Exercise details — If a line in the entries below contains "trace", copy it.

Source records:
***

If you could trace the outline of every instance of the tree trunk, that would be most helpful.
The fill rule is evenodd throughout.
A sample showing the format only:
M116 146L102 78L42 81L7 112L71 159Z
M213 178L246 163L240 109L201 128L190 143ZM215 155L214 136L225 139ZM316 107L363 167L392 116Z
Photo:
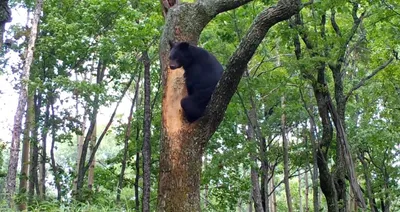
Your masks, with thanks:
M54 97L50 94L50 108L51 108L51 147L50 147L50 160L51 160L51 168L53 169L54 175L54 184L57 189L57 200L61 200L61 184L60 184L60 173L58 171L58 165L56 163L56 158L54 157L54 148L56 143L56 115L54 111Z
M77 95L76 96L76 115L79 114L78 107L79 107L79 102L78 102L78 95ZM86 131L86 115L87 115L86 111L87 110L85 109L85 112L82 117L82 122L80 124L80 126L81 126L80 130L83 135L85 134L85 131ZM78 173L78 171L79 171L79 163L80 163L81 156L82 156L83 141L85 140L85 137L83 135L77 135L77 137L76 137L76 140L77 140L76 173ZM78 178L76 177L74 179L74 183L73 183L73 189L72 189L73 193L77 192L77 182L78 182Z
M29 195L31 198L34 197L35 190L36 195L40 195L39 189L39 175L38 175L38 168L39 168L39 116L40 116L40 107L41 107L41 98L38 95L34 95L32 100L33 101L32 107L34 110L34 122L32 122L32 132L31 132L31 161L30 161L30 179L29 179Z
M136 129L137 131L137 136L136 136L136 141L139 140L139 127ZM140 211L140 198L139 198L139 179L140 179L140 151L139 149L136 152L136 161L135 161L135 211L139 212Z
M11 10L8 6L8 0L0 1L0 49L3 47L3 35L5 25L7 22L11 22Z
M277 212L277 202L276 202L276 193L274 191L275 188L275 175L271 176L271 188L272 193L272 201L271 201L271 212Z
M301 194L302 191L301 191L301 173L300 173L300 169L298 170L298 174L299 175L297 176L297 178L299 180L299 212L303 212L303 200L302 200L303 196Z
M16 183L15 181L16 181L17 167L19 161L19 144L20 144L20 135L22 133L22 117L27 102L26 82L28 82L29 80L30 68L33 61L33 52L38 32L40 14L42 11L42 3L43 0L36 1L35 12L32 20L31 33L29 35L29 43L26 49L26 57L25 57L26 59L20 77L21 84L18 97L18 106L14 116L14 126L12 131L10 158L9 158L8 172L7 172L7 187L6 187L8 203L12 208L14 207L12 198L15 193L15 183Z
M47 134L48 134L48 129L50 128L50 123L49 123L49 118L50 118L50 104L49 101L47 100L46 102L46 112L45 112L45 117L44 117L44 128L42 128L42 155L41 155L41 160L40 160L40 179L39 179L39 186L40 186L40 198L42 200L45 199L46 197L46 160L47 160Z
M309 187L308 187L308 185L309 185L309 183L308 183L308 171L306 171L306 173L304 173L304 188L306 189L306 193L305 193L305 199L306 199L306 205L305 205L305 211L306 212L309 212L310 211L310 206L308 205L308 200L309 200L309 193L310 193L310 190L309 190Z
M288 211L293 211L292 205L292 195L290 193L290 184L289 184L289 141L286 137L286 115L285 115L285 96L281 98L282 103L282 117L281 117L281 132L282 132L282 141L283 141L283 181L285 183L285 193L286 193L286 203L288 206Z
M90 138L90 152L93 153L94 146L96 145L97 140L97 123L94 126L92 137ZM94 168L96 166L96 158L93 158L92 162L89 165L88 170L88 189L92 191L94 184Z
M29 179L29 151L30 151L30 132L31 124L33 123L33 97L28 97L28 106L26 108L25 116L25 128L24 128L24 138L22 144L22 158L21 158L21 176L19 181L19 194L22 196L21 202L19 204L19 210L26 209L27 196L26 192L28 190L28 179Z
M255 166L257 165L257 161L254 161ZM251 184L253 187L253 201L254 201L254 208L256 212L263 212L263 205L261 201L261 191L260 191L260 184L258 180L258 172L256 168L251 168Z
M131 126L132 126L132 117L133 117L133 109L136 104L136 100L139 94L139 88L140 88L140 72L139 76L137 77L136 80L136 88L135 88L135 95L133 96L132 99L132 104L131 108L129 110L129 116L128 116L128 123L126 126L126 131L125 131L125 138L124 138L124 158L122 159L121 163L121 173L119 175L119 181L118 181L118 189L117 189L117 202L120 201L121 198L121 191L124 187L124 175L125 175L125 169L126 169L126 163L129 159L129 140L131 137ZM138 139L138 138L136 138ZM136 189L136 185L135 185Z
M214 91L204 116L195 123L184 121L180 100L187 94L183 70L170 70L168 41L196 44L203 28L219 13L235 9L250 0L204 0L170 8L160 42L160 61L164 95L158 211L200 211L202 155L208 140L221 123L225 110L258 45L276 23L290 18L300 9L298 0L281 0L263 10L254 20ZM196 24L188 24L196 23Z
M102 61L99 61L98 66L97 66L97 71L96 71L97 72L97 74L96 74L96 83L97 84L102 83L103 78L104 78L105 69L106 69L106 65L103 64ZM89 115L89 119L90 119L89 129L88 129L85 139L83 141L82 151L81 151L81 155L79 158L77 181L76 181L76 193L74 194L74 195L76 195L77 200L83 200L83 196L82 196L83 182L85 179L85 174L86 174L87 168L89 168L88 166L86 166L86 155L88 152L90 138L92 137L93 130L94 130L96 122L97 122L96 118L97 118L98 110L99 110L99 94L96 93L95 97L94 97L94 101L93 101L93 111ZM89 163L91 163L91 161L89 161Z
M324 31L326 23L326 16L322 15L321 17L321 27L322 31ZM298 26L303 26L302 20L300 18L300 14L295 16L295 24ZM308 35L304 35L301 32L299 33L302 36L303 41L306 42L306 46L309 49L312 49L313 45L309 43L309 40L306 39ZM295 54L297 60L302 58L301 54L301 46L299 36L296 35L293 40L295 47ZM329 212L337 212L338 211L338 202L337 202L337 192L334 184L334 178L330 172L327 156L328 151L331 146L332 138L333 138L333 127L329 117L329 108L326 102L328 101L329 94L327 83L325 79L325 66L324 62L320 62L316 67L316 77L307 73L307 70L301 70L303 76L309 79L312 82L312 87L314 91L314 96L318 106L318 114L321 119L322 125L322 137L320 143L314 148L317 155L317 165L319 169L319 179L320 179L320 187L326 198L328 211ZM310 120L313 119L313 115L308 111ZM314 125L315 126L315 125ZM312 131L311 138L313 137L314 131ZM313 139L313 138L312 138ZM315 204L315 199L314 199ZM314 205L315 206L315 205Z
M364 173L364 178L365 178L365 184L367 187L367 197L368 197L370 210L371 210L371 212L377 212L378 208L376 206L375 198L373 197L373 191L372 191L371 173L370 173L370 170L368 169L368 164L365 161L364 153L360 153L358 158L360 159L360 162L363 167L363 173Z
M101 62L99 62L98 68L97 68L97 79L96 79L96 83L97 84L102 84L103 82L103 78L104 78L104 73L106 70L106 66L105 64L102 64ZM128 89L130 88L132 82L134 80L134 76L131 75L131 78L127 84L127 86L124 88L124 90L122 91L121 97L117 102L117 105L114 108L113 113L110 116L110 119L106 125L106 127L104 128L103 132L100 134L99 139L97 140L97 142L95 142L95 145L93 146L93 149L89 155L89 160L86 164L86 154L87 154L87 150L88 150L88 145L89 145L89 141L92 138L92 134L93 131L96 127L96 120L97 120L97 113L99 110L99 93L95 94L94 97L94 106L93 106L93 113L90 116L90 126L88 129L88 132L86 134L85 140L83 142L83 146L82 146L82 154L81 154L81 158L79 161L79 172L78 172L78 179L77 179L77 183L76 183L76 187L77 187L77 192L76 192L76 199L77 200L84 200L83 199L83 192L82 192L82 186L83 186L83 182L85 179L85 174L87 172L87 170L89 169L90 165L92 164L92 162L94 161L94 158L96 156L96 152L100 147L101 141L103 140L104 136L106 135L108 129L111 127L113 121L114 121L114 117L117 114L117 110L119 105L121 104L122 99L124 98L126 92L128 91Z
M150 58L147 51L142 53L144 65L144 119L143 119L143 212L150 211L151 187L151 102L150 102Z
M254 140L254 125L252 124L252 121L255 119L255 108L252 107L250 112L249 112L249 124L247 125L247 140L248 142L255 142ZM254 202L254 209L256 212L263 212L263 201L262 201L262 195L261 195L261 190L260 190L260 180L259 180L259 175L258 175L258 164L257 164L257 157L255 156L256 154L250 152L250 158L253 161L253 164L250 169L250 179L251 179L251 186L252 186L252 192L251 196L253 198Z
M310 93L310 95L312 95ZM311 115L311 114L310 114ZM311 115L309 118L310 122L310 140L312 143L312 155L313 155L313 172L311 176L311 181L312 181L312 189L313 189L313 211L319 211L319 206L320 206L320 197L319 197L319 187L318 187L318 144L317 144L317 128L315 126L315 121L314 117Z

***

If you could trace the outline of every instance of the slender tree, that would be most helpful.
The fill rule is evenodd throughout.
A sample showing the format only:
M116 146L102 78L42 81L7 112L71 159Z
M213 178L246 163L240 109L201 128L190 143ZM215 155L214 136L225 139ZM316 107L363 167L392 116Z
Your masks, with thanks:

***

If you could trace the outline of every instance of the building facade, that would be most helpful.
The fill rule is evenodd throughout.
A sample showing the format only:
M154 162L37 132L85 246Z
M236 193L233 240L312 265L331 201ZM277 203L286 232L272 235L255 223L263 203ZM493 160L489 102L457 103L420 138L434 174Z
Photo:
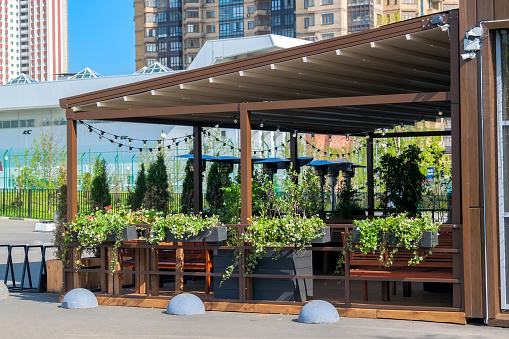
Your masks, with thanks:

***

Response area —
If you could trace the outline of every instance of the tree trunk, that would be most helpful.
If you could trace the outline of every instance of the slender tree, that would be most helpful.
If you could trace the outline of every instance of the building facade, that would be most helpful.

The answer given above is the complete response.